◆ **Consigne 1**:
Répondez à ces questions sur le témoignage consacré à la création de l'armée guinéenne :
(a) Quel jour d'octobre est indiqué pour l'arrivée à Conakry ?
(b) Quel nouveau nom le camp Brosset a-t-il reçu ?
(c) Quel grade est obtenu après le retour à Conakry en février 1961 ?
◆ **Consigne 2**: Poursuivez le témoignage sur la création de l'armée guinéenne après sa dernière phrase.

#### Document ####

À partir de ce jour, nous ne faisions plus rien. Nous étions dispensés de travail, de corvée, et même d’opérations militaires ! Le 28 septembre 1958 nous avons voté en faveur du « non ». Nous étions indépendants et l’on nous a rapatriés à Conakry. J’y suis arrivé le 18 octobre. À notre arrivée, un accueil spécial nous avait été organisé. Au camp Mangin, un commissaire guinéen est venu nous demander ce que nous voulions. Soit rester dans l’armée française, soit entrer dans l’armée guinéenne ou dans la gendarmerie, ou alors retourner à la vie civile. J’étais simple sergent, et la vie sous les drapeaux ainsi que la guerre d’Algérie m’avaient fatigué. J’ai donc opté pour la vie civile. Comme beaucoup de mes compagnons, d’ailleurs. Mais après une semaine, le chef d’état-major, Mandian Keita nous a convoqués au camp. Il nous a fait la morale. « La patrie a besoin de vous. On doit créer une armée. Acceptez de rester et de la créer avec nous ». Moi je ne voulais plus de l’armée, et j’avais même commencé à distribuer mon paquetage à droite et à gauche. Mais notre capitaine a fini par nous convaincre et le premier novembre, je me suis engagé.
Nous avons donc créé l’armée le 1er novembre. Avec des orientations encore très floues. Nous avons commencé par rebaptiser les camps. Mangin est devenu Samory Touré, et le camp Brosset est devenu le camp Alpha Yaya Diallo. Dès 1958, l’État a entamé une coopération avec le bloc de l’Est, et un contingent a été envoyé en URSS. Ma femme portait mon premier enfant et je ne voulais pas m’éloigner d’elle. Je ne suis donc pas parti en URSS. À peine mon enfant mis au monde, on m’a envoyé au Congo, au sein du bataillon guinéen des Nations unies. C’était le 22 juillet 1960. Et lorsque la guerre de sécession a commencé au Katanga, nous sommes allés là-bas. Pendant ce temps à Conakry, Sékou Touré voulait profiter de l’occasion pour propager la révolution au Congo. Il a donc souhaité que ce soit le contingent guinéen qui puisse prendre la tête du bataillon des Nations unies. Mais le général des Nations unies était général de division, et l’armée guinéenne n’avait pas de grade équivalent ou supérieur au sein de ses forces armées. En une nuit, il a donc créé un général d’armée ! C’était Lansana Diané, un civil, devenu par décret général d’armée ! Aux Nations unies, ils ont vite compris que cet homme n’était pas militaire. La manœuvre de Sékou Touré a donc échoué.
Nous sommes rentrés à Conakry en février 1961 et j’ai été élevé au grade de sergent-chef.

#### Extraits de données ####

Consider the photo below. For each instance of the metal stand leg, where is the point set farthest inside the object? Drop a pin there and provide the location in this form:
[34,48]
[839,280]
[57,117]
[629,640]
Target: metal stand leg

####

◆ **Réponse 1**:
(a) Le 18 octobre.
(b) Camp Alpha Yaya Diallo.
(c) Sergent-chef.

◆ **Réponse 2**:
En revenant, le matériel avait changé. Des équipements militaires soviétiques avaient été livrés à l’armée par les pays de l’Est. Le commandant militaire voulait que l’on se familiarise avec ces nouvelles armes. Moi j’étais d’accord pour la formation mais le commandant voulait nous envoyer en internat. Pour moi et mes compagnons c’était impossible. Nous ne pouvions pas quitter nos familles pour aller à l’internat. Les chefs se sont fâchés contre nous et pour nous punir, ils nous ont empêchés de suivre cette formation au terme de laquelle nous devions sortir avec le grade de sous-lieutenant. Moi et mes promotionnaires avons dû attendre trois ans avant de suivre cette formation. Elle a duré 26 mois, c’est-à-dire qu’elle était bien plus complète que prévu, et plus large que celle des deux promotions précédentes. Nous étions vraiment bien formés. Il y avait une formation d’officier, d’école de guerre, il y avait même des cours d’histoire, de géographie et de mathématiques ! Les deux premières promotions avaient reçu des noms de baptême. La première s’appelait la promotion Lumumba, la seconde Sylvanius Olympio, mais nous nous n’avions pas été baptisés car nous étions considérés comme des fortes têtes. On ne voulait plus nous voir. Alors que les autres attendaient un an avant de devenir aspirants, nous n’avions aucun avancement. Nous sommes restés comme ça pendant quatre ans, à ronger notre frein.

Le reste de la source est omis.